::: Belge bölümü

|
|
|
|
|
|
|
|
|
|
Yıllardan beri karakolların şeffaf hâle getirileceği söylenir. Sözler verilir, alkışlar alınır. İyi bir alışveriştir bu. Vergisi yok, faturası yok! Söz ver, alkış al. Kimisi umutlanır, kimisi güler geçer. Sonra ne olur? Aynı tas aynı hamam devam eder. Tellak ve natır değişse de tas ve hamam aynı kalır. Haydi haksızlık yapmayalım, bir nebze gelişme görülür. Fakat o görülen gelişme, devede kulak hesabıdır. İstenildiği gibi şeffaflaşma bir türlü yaşanmaz nedense! Bu da bana yaşanan bir başka tecrübeyi hatırlatır... Arıların çalışma düzeniyle ilgili bir araştırma tecrübesi sözünü ettiğim. Bal arılarının kovan içinde ne şekilde çalıştıklarını gözlemlemek ve kayda almak isteyen bilim adamları, şeffaf bir kovan hazırlamışlar, bilmem duymuş muydunuz? Şeffaf kovanın etrafına kameralar yerleştirilmiş... Çekim yapacaklar. Fakat arılar çalışma sırlarını vermeye niyetli değil. İlk olarak kovanın iç yüzeyini bal mumu ile kaplayıp bütün projeyi boşa çıkarmışlar. Demek ki kovanlar ve karakollar birbirine çok benziyor.
ANLAMAMA KORKUSU
Arkadaşımız Erhan Memiş, bir korkusunu ve o korkuyla nasıl başettiğini anlatıyor... - En çok korktuğum şeylerden birisi, bir kitabı elime aldığımda anlayamamaktır. Öyle ki bu korku beni çok acayip hâllere sürüklüyor. Daha ilk cümleyi okuyunca heyecanlanırım. Hiçbir kelimeyi kaçırmak, kaybetmek istemezmiş gibi aynı cümleyi yeniden okurum. Heyecanım artar. Acaba anlamış mıyım diye defalarca okuduktan sonra diğer cümleye geçerim. Diğer cümlede de aynı yöntemi uygulayıp diğer cümleye, cümleye. Kitabı bitirdiğimde elimde ne vardır peki? Hiç. Evet kitapla ilgili kırık-dökük bir-iki cümleden başka hiçbir şey yoktur zihnimde. Bu bir hastalık mıdır, bilmiyorum ve bir psikoloğa gitmekten korkuyorum. Öyle ki, kendimi psikoloğa giden bir mafya babası gibi görüyorum sanki. Çevremdekiler farkında bunun. Beni şimdiden bir kaçık gibi karşılıyorlar. Ben de en sonunda derdimi mahalle imamına anlatmakta buldum. Adam bana bir öğütler verdi, bir okuyup gönderdi. Her şeyi anlıyorum şimdi çok şükür.

::::::
::: Kayıtlı bilgiler

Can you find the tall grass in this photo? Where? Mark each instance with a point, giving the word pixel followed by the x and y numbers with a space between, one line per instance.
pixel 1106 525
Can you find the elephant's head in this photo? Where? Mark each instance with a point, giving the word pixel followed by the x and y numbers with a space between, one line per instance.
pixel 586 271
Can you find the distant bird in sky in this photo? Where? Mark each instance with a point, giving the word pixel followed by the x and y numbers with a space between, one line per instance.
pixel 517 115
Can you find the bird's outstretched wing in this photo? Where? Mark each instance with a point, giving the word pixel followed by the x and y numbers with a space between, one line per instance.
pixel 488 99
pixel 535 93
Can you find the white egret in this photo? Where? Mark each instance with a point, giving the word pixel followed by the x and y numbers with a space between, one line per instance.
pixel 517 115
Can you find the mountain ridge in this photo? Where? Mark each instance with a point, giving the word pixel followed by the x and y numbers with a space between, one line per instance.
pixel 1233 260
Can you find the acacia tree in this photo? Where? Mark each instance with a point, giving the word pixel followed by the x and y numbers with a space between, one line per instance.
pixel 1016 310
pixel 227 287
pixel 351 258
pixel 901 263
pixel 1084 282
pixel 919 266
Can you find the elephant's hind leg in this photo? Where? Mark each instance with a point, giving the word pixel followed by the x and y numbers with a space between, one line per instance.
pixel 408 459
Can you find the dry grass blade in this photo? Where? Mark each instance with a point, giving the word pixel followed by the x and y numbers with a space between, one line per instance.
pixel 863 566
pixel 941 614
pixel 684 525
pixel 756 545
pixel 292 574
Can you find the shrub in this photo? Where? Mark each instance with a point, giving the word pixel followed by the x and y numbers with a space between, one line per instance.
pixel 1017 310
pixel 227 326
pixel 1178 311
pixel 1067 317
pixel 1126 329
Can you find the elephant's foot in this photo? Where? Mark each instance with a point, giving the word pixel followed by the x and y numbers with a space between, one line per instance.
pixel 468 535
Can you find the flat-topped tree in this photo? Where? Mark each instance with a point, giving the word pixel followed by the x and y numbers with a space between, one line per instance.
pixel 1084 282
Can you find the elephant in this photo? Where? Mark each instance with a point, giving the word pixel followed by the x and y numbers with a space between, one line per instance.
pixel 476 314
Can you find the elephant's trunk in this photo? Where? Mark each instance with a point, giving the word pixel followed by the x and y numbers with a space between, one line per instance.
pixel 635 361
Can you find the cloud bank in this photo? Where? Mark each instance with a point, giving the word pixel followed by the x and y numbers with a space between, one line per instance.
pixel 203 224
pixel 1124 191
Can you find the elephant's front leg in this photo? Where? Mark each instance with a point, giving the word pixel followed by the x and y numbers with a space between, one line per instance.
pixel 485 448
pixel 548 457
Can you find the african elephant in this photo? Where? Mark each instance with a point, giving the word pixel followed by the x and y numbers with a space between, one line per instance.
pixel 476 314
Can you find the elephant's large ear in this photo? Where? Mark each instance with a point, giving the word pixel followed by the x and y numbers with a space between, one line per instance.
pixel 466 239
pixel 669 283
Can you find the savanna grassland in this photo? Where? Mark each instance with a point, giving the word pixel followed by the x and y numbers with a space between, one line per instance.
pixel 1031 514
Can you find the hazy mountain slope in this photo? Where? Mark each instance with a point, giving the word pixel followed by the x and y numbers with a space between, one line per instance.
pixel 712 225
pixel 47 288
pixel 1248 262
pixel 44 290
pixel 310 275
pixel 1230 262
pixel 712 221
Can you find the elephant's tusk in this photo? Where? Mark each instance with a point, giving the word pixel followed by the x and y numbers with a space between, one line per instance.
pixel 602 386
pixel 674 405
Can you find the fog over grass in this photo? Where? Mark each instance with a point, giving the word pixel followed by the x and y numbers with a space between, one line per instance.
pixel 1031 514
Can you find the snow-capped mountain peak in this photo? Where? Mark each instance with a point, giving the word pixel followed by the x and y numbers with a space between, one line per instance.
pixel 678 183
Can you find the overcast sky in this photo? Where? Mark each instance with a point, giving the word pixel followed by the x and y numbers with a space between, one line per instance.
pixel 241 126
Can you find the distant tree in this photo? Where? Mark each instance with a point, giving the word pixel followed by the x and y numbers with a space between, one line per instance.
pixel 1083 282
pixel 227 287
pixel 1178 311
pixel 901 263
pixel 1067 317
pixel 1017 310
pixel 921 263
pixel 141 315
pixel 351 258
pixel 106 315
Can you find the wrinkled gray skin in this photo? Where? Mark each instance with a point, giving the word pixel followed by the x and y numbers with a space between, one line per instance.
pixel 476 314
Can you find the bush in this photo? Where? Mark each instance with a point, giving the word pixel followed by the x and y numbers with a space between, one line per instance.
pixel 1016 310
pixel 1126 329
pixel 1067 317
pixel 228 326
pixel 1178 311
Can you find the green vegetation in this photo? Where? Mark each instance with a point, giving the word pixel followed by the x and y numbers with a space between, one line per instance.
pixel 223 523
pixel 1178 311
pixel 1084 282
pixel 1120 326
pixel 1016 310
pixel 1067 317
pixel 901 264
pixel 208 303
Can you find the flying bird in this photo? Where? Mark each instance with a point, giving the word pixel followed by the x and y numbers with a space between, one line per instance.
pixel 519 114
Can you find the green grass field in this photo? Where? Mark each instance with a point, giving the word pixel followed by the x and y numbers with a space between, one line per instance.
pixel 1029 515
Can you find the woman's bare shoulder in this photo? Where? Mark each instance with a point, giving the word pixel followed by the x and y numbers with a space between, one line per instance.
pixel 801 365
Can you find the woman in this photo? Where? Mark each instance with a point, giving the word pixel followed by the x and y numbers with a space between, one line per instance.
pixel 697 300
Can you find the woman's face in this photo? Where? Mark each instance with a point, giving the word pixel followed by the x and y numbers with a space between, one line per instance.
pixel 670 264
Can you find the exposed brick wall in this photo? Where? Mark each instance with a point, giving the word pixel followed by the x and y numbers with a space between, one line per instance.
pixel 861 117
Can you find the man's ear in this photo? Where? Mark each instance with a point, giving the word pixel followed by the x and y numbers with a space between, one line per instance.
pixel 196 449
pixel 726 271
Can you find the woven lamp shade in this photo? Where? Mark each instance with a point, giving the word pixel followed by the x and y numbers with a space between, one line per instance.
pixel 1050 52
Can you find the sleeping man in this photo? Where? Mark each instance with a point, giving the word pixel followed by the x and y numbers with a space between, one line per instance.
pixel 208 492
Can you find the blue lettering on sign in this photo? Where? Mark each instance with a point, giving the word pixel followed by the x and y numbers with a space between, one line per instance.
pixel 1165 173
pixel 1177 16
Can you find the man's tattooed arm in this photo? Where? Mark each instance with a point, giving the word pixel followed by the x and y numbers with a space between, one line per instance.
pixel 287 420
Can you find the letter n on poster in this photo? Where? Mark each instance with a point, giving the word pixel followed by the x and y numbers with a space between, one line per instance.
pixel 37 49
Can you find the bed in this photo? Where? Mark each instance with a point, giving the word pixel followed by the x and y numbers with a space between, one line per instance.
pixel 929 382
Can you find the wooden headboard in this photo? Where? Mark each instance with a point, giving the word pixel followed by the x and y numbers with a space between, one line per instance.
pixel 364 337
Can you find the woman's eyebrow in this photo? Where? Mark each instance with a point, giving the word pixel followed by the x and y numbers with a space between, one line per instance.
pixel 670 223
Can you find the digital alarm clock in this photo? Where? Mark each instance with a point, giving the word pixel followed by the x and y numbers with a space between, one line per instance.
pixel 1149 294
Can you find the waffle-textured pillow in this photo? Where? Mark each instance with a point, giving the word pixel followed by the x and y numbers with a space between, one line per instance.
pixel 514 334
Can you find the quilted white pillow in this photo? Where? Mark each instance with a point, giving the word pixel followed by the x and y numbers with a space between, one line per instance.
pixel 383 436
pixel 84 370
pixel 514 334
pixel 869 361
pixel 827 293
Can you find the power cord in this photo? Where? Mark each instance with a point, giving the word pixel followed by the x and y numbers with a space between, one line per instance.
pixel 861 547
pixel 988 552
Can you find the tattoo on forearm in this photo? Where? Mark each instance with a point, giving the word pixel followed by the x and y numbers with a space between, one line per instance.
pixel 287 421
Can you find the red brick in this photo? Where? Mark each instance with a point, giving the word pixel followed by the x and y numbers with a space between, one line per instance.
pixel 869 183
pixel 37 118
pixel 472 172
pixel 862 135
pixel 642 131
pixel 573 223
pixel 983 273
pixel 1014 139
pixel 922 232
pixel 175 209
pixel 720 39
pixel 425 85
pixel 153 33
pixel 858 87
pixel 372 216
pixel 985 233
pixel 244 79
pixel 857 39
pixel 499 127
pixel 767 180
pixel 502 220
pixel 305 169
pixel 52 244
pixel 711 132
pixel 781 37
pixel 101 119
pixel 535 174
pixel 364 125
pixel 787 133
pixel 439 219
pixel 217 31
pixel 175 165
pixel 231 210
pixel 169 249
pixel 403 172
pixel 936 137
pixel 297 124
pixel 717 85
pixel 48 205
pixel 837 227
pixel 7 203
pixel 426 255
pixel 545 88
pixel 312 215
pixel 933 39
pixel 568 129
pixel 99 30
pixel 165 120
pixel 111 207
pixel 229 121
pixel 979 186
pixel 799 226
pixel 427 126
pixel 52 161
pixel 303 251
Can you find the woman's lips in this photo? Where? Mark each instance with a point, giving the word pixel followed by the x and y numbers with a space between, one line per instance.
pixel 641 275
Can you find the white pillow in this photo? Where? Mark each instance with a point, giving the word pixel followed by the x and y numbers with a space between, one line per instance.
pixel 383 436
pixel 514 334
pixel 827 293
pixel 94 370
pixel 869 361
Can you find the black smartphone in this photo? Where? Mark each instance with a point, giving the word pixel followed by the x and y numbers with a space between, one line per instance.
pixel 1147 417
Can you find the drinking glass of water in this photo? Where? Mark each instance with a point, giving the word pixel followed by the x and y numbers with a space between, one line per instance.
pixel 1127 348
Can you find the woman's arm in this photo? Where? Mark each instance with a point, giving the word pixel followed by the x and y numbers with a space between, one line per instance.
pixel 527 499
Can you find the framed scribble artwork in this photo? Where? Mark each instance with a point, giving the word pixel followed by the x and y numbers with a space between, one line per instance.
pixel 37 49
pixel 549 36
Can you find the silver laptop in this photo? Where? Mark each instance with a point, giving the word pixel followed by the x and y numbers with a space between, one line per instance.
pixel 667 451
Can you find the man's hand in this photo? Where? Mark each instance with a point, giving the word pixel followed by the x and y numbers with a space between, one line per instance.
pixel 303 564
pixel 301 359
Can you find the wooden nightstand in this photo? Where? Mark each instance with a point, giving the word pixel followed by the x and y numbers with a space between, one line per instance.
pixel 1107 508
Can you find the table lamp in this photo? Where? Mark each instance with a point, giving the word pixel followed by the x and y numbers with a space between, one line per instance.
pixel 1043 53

::::::

§ Görev listesi:
a) Belge bölümüne göre şu ifadelerin her biri doğru mu, evet ya da hayır diye yanıtlayın ve her yanıta karar veren sözleri metinden aynen alıntılayın: (i) Bilim adamları arıları gözlemlemek için şeffaf bir kovan hazırlamıştır. (ii) Arılar kovanın iç yüzeyini toprakla kaplamıştır. (iii) Erhan Memiş sonunda derdini bir psikoloğa anlatmıştır.
b) Kayıtlarda "Can you find the elephant's tusk" ifadesini içeren satırdan "pixel 241 126" ifadesini içeren satıra kadar, iki uç satır da dahil olmak üzere, bütün satırları hiç değiştirmeden yazıya geçirin.
Belge bölümü ile kayıtlar birbirinden ayrı malzemelerdir.

§ Görevlerin yanıtları:
a)
(i) Evet: "şeffaf bir kovan hazırlamışlar"
(ii) Hayır: "İlk olarak kovanın iç yüzeyini bal mumu ile kaplayıp bütün projeyi boşa çıkarmışlar."
(iii) Hayır: "Ben de en sonunda derdimi mahalle imamına anlatmakta buldum."

b)
Can you find the elephant's tusk in this photo? Where? Mark each instance with a point, giving the word pixel followed by the x and y numbers with a space between, one line per instance.
pixel 602 386
pixel 674 405
Can you find the fog over grass in this photo? Where? Mark each instance with a point, giving the word pixel followed by the x and y numbers with a space between, one line per instance.
pixel 1031 514
Can you find the snow-capped mountain peak in this photo? Where? Mark each instance with a point, giving the word pixel followed by the x and y numbers with a space between, one line per instance.
pixel 678 183
Can you find the overcast sky in this photo? Where? Mark each instance with a point, giving the word pixel followed by the x and y numbers with a space between, one line per instance.
pixel 241 126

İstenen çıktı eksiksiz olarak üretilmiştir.